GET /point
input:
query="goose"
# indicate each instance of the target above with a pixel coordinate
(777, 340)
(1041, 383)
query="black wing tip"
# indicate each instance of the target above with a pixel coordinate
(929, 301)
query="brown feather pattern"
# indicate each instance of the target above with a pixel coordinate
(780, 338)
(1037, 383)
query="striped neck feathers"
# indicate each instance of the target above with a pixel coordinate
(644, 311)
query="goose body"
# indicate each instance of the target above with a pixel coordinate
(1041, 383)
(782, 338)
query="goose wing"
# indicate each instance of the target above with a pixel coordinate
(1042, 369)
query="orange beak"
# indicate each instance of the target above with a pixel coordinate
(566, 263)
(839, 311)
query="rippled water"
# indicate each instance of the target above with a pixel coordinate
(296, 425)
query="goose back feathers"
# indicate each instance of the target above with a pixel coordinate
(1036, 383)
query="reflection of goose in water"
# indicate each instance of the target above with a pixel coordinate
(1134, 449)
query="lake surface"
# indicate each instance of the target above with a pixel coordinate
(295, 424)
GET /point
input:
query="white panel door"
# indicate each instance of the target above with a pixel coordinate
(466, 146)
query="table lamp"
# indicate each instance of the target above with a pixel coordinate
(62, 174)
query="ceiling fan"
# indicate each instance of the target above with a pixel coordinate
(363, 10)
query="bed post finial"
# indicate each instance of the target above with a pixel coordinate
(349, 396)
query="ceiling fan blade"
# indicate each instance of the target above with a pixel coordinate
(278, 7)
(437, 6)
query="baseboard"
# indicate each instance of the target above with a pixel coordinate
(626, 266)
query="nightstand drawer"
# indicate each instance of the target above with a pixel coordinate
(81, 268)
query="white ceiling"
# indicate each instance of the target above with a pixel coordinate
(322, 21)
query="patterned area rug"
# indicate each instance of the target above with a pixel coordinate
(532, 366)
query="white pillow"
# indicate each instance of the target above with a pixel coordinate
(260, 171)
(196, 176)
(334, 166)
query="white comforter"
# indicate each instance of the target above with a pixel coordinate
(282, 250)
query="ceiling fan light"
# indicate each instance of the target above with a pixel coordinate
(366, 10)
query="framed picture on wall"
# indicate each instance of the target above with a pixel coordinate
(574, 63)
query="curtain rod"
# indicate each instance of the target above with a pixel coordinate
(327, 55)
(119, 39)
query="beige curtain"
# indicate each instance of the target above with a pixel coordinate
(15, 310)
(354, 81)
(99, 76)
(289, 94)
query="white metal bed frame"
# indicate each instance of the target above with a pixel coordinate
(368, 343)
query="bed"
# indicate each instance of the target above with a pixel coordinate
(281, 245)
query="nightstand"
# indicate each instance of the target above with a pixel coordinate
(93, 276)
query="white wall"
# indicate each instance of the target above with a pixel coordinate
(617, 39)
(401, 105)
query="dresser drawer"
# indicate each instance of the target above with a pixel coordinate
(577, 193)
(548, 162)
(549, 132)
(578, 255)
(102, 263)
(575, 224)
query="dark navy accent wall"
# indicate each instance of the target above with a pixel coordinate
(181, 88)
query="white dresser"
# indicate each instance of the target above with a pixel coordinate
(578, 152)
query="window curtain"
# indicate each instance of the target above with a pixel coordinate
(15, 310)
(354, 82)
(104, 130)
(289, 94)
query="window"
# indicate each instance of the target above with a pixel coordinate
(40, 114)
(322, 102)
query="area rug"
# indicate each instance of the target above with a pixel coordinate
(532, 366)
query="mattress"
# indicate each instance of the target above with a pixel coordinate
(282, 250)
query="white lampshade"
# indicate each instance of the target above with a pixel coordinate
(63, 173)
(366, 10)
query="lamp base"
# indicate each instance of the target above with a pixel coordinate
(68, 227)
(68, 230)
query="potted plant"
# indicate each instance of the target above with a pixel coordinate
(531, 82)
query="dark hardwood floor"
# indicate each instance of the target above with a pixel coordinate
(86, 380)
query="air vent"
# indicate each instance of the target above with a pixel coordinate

■ ■ ■

- Task description:
Each entry must be set down exactly as it appears.

- Exercise output:
GET /point
input:
query="goose"
# indicate each instance of the target above with a pixel coordinate
(777, 340)
(1041, 383)
query="black wing tip"
# indicate each instance of the target above with a pixel coordinate
(929, 301)
query="brown feather pattern"
# indicate each instance of the target above with a pixel coordinate
(780, 338)
(1037, 383)
query="striped neck feathers"
# indicate each instance of the target above with a pixel coordinate
(644, 311)
query="goose body"
# indicate each instance of the target above with a pixel coordinate
(1041, 383)
(782, 338)
query="goose wing"
# indicate each instance of the target above with a pixel coordinate
(1042, 369)
query="orange beak"
# indicate each instance of the target above with a pixel coordinate
(566, 263)
(839, 311)
query="rippled water"
# indicate each instance of the target above with a pixel coordinate
(296, 425)
query="goose back feathers"
# indicate each instance of the target above with a pixel coordinate
(1036, 383)
query="reflection of goose in water"
# indicate each instance of the target above with a pixel coordinate
(1134, 449)
query="lake surface"
# indicate each instance of the target above with a pixel coordinate
(295, 424)
GET /point
input:
query="white panel door"
# indicate each instance of the target above with a pixel coordinate
(466, 146)
query="table lamp"
# indicate each instance of the target above with a pixel coordinate
(62, 174)
query="ceiling fan"
# indicate each instance of the target above with a pixel coordinate
(363, 10)
query="bed post finial"
# indicate each instance of the target above with a pixel coordinate
(349, 396)
query="ceiling fan blade"
# indicate each instance of the target above with a pixel coordinate
(278, 7)
(437, 6)
query="baseboard"
# indicate each instance of the target above with a pixel coordinate
(626, 266)
query="nightstand drawer"
# indicate each instance of the target above with a pixel coordinate
(81, 268)
query="white ceiling"
# indicate each instance of the target above with a pixel coordinate
(322, 21)
query="patterned area rug"
# indicate each instance of the target above with a pixel coordinate
(532, 366)
query="white pillow"
# indicate each instance of the target above with a pixel coordinate
(260, 171)
(196, 176)
(334, 166)
query="white comforter"
# indicate each instance of the target above with a pixel coordinate
(282, 250)
query="ceiling fan light"
# indicate each instance of the target above with a pixel coordinate
(366, 10)
query="framed picture on wall"
# indicate each instance of the target above with a pixel coordinate
(574, 63)
query="curtain rod"
# indicate each instance of the target above with a pixel coordinate
(327, 55)
(119, 39)
query="beige curtain"
# indicate each instance of the target above with a pixel coordinate
(15, 310)
(354, 81)
(99, 76)
(289, 94)
query="white metal bed frame"
# indicate each instance of the target above with a pixel coordinate
(368, 343)
query="bed"
# indicate each instance of the target above with a pixel coordinate
(281, 245)
query="nightstand"
# indicate each instance of the target above with a pixel coordinate
(93, 276)
query="white wall"
# indicate each instance of the target above with a pixel coordinate
(617, 39)
(401, 105)
query="dresser drawer"
# indicate each instance of the target above with a pixel coordinate
(577, 193)
(548, 162)
(549, 132)
(578, 255)
(102, 263)
(575, 224)
query="dark navy accent wall"
# indicate each instance of the target above with a pixel coordinate
(181, 88)
query="white dresser"
# indicate each instance of the target above with a pixel coordinate
(578, 152)
query="window curtain"
# indicate each instance of the target above with a pixel coordinate
(15, 310)
(354, 82)
(104, 130)
(289, 94)
query="window"
# indicate each instance of the target above with a pixel coordinate
(40, 114)
(322, 102)
query="area rug"
# indicate each instance of the target above with a pixel coordinate
(532, 366)
query="mattress"
# indicate each instance of the target above with a pixel coordinate
(282, 250)
query="white lampshade"
# indicate each instance of the target above with a pixel coordinate
(63, 173)
(366, 10)
query="lamp base"
# indicate each instance of the target above with a pixel coordinate
(68, 227)
(68, 230)
query="potted plant"
# indicate each instance of the target above with a pixel coordinate
(531, 82)
query="dark hardwood floor"
# indicate each instance of the target above with a pixel coordinate
(86, 380)
query="air vent"
# indicate each instance of the target above with a pixel coordinate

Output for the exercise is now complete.